Task statement: Copy each of the rows below word for word, changing nothing in any line.

Stored data:
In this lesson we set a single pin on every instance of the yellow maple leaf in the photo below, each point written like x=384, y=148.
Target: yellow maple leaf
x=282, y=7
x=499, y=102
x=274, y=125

Solution for this problem:
In this lesson we set a single pin on every instance of the yellow maple leaf in the photo below, each point written like x=384, y=148.
Target: yellow maple leaf
x=282, y=7
x=499, y=102
x=274, y=125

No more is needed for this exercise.